> [STATED TASK] Write out the data again, starting at the beginning and ending at the line containing "234 78 L 236", with "outline" changed to "contour" and everything else kept the same. Leave the pictures out.

> [Dataset rows]
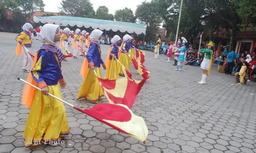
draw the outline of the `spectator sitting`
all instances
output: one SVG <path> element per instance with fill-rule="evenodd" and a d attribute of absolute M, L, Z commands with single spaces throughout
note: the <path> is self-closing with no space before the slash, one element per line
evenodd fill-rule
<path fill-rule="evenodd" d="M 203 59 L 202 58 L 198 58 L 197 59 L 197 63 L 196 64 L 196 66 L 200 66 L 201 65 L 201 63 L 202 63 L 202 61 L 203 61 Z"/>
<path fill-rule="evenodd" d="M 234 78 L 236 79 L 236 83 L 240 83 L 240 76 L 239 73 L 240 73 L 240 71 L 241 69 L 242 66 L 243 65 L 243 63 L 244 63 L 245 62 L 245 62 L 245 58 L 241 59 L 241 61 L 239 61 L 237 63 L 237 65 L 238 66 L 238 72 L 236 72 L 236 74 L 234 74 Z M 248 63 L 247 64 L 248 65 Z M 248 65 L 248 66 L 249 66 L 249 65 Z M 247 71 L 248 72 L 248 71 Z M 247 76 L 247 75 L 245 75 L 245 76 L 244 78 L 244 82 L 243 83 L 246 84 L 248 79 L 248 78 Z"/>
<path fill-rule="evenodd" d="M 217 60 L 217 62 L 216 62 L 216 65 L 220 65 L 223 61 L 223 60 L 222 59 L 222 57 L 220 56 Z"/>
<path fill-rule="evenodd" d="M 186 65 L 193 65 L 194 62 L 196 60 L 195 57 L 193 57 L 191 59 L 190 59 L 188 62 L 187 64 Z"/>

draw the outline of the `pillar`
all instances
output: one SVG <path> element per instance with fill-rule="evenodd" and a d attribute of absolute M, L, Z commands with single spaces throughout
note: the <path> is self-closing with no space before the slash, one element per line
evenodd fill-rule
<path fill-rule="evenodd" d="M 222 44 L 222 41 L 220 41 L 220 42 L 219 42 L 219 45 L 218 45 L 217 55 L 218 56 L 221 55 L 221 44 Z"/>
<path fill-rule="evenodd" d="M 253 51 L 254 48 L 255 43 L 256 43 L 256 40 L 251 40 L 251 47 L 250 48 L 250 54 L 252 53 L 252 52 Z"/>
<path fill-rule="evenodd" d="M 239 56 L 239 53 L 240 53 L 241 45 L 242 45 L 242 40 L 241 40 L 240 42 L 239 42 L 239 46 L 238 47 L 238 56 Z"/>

> [COMPLETE RESPONSE]
draw the contour of the `spectator sitting`
all instances
output: one SVG <path> element per instance with fill-rule="evenodd" and a d attribute of absolute M, L, Z commands with single spaces throughout
note: the <path> is self-closing with no space before the slash, one element per line
evenodd fill-rule
<path fill-rule="evenodd" d="M 203 59 L 202 58 L 198 58 L 197 59 L 197 63 L 196 64 L 196 66 L 200 66 L 201 65 L 201 63 L 202 63 L 202 61 L 203 61 Z"/>
<path fill-rule="evenodd" d="M 234 78 L 236 79 L 236 83 L 240 83 L 240 76 L 239 73 L 240 73 L 240 71 L 241 69 L 242 66 L 243 65 L 243 63 L 244 63 L 245 62 L 245 62 L 245 58 L 241 59 L 241 61 L 239 61 L 237 63 L 237 65 L 238 66 L 238 72 L 236 72 L 236 74 L 234 74 Z M 248 63 L 247 64 L 248 65 Z M 248 65 L 248 66 L 249 66 L 249 65 Z M 247 71 L 248 72 L 248 71 Z M 247 76 L 247 75 L 245 75 L 245 76 L 244 78 L 244 82 L 243 83 L 246 84 L 248 79 L 248 78 Z"/>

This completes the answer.